Reproduce every one of the records below verbatim, line for line and in the same order.

Start

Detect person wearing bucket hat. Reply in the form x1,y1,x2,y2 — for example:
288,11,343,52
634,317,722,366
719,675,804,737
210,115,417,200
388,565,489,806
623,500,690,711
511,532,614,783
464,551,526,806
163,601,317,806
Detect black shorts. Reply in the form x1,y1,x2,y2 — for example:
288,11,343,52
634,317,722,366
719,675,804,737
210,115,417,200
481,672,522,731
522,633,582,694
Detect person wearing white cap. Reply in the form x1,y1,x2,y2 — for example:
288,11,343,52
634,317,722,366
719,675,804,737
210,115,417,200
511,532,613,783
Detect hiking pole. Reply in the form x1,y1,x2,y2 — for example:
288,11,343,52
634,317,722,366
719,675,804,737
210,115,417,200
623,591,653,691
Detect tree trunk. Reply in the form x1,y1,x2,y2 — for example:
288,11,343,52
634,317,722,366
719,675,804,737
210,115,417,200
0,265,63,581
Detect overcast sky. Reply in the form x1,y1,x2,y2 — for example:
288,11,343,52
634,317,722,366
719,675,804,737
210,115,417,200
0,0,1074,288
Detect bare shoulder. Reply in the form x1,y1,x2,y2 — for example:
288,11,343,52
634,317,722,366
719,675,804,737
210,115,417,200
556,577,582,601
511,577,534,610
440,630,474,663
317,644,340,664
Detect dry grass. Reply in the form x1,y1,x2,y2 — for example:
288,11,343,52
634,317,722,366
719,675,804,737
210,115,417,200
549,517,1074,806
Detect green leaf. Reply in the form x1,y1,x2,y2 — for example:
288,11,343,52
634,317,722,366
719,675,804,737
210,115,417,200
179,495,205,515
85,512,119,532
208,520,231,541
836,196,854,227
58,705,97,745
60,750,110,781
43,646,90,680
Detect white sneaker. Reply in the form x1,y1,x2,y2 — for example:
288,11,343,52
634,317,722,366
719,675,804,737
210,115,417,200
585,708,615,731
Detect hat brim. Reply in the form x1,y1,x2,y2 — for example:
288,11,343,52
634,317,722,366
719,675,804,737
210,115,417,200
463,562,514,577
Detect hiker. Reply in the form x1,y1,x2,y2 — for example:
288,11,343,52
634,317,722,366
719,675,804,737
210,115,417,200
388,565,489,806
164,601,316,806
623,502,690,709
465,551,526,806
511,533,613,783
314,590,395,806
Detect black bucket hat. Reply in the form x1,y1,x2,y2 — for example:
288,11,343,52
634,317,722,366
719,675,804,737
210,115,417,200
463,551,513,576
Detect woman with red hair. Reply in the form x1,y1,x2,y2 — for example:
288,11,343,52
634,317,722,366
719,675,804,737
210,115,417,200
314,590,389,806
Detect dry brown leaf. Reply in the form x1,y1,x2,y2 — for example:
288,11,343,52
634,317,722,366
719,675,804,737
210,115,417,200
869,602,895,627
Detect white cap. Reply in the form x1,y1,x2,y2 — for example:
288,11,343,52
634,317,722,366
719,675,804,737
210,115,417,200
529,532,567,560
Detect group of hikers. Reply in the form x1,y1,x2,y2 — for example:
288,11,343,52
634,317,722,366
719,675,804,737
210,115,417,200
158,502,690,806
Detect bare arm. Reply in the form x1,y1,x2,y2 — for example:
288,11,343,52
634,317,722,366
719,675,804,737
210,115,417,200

End

**Written reply:**
Detect person wearing bucket hat. Reply in the form x1,y1,x2,y2 — for example:
288,11,343,52
634,317,722,366
719,675,804,737
210,115,417,200
388,565,489,806
623,500,690,711
511,532,614,783
464,551,526,806
163,601,317,806
Detect black shorts. Reply in the form x1,y1,x2,y2 — for example:
288,11,343,52
634,317,722,366
719,675,804,737
210,115,417,200
481,672,522,731
522,633,582,694
Detect person wearing white cap. Reply in the form x1,y1,x2,y2 — for example:
288,11,343,52
634,317,722,366
719,675,804,737
210,115,417,200
511,532,613,783
Detect hiking pole. Reply in the form x1,y1,x2,y2 — for example:
288,11,343,52
634,317,722,366
719,675,804,737
210,115,417,200
623,591,653,691
Detect tree trunk. Reply in the form x1,y1,x2,y2 — for example:
288,11,343,52
634,317,722,366
719,675,804,737
210,115,417,200
0,265,63,581
Detect overcast sky. Reply in the form x1,y1,x2,y2 — for example:
288,11,343,52
634,317,722,366
719,675,804,737
210,115,417,200
0,0,1074,288
Detect bare shoulder. Reply in the form x1,y1,x2,y2 — for example:
288,11,343,52
634,317,722,366
719,675,804,737
210,115,417,200
556,577,582,601
511,577,534,610
440,630,474,663
317,644,340,664
Detect dry grass. Reply in the form x1,y1,x2,y2 — for example:
288,11,343,52
634,317,722,366
719,675,804,737
210,115,417,200
549,517,1074,806
Detect green leaf. Reply in the form x1,y1,x2,y2 — for example:
288,11,343,52
634,317,722,366
719,675,804,737
210,115,417,200
179,495,205,515
85,512,119,532
208,520,231,541
836,196,854,227
58,705,97,745
60,750,110,781
43,646,90,680
Detect white sneaker. Reply in the form x1,y1,x2,y2 — for example:
288,11,343,52
634,317,722,366
719,675,804,737
210,115,417,200
585,708,615,731
Detect hat brim. Reply in the form x1,y1,x2,y2 — for example:
288,11,343,52
634,317,722,366
719,675,804,737
210,115,417,200
463,562,514,577
Detect hiker. Reply in the form x1,y1,x2,y2 — for example:
288,11,343,52
634,317,722,366
719,675,804,737
210,115,417,200
388,565,489,806
164,601,316,806
623,502,690,709
465,551,526,806
511,533,613,783
314,590,395,806
Detect black bucket hat. Reply in the form x1,y1,x2,y2 — for example:
288,11,343,52
634,317,722,366
719,675,804,737
210,115,417,200
463,551,513,576
Detect woman with red hair. Reply in the form x1,y1,x2,y2 — for example:
288,11,343,52
634,317,722,366
719,675,804,737
210,115,417,200
314,590,389,806
Detect dry brown leaf. Reply in the form x1,y1,x2,y2 — for example:
288,11,343,52
634,317,722,366
719,675,804,737
210,115,417,200
869,602,895,627
Detect white cap. Reply in the form x1,y1,x2,y2 — for example:
288,11,343,52
634,317,722,366
719,675,804,737
210,115,417,200
529,532,567,560
Detect group of hikers. Reply in the form x1,y1,x2,y2 — for example:
288,11,343,52
634,317,722,366
719,675,804,737
210,115,417,200
158,502,690,806
Detect bare arm. Reply in the form x1,y1,x2,y2 — for example:
288,11,343,52
634,317,722,366
719,675,804,737
210,115,417,200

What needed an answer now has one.